Your assignment:
Your output should be the lines from the one with "Reviewer note: every instance of the blue" through the end of the entries below, set down word for word and nothing else.
Start of Data excerpts
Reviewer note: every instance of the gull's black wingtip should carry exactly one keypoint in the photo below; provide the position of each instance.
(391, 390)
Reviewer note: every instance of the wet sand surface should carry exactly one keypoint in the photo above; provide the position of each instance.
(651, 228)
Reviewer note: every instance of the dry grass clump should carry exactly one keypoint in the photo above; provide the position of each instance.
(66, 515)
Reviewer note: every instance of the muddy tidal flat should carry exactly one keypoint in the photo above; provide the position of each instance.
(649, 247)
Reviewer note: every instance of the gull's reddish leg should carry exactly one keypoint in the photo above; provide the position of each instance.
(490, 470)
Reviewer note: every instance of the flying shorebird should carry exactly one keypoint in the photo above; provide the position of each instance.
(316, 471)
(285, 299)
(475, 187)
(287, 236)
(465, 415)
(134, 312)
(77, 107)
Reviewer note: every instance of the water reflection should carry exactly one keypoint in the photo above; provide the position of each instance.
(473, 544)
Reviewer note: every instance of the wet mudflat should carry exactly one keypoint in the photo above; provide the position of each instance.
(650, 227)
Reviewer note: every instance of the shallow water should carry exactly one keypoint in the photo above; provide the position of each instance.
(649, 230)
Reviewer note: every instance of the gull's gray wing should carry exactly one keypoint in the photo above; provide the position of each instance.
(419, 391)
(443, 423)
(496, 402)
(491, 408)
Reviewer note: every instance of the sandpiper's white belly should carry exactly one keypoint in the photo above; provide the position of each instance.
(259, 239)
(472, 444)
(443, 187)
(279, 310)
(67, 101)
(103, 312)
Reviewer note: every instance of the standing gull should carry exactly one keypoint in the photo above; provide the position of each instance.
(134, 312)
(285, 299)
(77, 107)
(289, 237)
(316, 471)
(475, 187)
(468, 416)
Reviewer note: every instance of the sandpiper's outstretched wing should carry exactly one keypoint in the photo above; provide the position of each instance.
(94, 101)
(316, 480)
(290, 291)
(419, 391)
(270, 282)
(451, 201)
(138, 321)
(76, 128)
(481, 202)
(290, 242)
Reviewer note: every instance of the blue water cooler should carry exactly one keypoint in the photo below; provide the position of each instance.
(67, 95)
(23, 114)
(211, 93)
End of Data excerpts
Exercise solution:
Reviewer note: every instance of the blue water cooler should carry exactly one keypoint in the photo below; provide the position of each instance.
(67, 95)
(23, 114)
(211, 93)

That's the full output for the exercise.